> [Task details]:
Count the lines in the items below that contain the word "logo", and give only that number.

> [Listed entries]:
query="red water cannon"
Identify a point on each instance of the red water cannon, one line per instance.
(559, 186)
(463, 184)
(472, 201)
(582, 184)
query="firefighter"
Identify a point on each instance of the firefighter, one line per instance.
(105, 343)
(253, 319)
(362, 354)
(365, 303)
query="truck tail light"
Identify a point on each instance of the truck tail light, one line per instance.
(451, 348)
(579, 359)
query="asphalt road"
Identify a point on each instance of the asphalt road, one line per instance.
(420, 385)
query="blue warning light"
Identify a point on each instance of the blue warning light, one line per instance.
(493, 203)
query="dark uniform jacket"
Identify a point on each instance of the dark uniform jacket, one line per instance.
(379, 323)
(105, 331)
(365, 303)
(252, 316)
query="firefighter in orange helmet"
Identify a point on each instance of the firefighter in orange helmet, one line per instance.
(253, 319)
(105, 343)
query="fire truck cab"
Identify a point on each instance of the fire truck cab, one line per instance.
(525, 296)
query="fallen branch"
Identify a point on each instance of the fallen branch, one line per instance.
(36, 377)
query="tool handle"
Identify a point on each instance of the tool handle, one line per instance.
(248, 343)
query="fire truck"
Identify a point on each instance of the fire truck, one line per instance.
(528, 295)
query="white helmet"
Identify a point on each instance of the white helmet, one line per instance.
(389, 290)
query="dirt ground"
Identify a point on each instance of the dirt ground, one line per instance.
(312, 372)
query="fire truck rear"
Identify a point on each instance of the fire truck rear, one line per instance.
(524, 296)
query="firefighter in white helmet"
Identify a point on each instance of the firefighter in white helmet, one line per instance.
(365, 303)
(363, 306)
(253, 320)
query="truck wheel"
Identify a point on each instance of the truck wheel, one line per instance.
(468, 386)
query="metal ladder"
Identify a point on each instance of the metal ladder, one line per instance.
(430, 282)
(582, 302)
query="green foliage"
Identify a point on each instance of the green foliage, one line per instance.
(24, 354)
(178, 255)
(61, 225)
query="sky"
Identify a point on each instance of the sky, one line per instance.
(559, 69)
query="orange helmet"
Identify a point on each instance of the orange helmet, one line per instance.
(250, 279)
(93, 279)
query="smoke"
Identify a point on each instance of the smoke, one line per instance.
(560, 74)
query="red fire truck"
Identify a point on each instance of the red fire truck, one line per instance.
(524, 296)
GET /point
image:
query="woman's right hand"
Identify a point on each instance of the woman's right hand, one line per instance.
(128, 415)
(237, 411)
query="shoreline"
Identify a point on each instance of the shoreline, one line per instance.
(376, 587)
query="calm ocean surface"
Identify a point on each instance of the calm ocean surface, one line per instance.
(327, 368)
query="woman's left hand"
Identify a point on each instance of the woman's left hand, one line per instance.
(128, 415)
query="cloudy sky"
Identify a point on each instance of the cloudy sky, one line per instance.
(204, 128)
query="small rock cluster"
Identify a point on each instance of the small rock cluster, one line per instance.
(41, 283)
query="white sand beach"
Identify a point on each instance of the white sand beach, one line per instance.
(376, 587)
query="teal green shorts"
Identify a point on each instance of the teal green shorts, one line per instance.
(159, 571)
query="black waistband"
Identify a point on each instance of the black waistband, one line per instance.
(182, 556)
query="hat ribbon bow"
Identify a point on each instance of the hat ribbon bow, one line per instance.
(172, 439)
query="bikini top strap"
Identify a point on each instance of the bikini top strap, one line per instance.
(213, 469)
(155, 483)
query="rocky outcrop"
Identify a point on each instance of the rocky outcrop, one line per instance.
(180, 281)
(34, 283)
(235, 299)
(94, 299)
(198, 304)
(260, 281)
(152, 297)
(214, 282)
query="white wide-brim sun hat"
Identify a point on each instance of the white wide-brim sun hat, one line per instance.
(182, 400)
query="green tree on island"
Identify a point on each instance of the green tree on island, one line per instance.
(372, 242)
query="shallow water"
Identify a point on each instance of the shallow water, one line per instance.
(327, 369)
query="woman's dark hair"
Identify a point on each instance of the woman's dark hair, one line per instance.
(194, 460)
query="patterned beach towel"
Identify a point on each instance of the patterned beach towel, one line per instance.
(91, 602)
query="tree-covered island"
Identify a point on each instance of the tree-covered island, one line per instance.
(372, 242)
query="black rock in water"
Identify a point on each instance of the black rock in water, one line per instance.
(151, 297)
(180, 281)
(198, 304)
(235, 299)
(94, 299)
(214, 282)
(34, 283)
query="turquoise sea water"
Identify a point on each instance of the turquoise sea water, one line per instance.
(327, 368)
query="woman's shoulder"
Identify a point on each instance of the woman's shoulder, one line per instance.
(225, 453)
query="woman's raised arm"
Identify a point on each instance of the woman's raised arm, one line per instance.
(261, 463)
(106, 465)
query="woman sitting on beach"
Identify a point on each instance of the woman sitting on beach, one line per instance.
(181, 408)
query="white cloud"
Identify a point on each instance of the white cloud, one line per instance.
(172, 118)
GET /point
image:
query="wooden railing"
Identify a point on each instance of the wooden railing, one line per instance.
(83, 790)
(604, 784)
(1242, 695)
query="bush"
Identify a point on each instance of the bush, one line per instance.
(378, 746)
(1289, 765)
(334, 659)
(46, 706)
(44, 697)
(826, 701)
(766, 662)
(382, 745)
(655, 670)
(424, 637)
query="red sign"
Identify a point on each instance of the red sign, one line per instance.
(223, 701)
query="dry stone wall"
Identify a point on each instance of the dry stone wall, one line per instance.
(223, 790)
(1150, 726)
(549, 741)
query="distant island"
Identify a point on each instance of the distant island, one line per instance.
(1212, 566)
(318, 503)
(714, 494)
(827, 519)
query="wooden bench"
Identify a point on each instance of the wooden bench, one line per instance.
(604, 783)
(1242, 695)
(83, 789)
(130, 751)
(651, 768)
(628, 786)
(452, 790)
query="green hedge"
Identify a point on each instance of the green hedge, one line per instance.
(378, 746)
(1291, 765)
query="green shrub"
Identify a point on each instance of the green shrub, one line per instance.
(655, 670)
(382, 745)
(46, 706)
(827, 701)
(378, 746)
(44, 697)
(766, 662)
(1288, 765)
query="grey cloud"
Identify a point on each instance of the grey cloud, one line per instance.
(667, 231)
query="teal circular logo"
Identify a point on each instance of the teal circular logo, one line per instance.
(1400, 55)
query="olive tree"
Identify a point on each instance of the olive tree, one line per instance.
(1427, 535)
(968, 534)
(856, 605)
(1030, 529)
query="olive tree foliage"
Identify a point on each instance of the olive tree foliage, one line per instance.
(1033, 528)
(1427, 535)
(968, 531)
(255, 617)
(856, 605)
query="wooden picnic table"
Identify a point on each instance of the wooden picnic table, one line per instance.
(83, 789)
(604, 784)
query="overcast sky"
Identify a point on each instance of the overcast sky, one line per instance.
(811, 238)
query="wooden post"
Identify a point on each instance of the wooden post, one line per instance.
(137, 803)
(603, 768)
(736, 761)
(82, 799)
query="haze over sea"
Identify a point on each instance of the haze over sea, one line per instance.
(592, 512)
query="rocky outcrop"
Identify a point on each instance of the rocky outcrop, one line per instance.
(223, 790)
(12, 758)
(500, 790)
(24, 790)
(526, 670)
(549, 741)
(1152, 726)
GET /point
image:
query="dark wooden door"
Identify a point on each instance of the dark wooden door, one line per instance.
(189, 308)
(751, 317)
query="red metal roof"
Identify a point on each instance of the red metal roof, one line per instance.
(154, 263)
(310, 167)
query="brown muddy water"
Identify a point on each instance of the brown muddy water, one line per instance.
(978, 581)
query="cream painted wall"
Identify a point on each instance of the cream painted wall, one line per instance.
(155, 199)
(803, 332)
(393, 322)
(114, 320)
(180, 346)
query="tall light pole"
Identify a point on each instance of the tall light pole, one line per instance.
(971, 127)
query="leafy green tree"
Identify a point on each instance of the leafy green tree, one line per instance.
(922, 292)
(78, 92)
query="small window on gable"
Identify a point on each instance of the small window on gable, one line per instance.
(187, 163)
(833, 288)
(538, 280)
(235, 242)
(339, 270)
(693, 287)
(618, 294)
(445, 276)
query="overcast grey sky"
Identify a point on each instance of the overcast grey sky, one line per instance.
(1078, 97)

> [Solved problem]:
2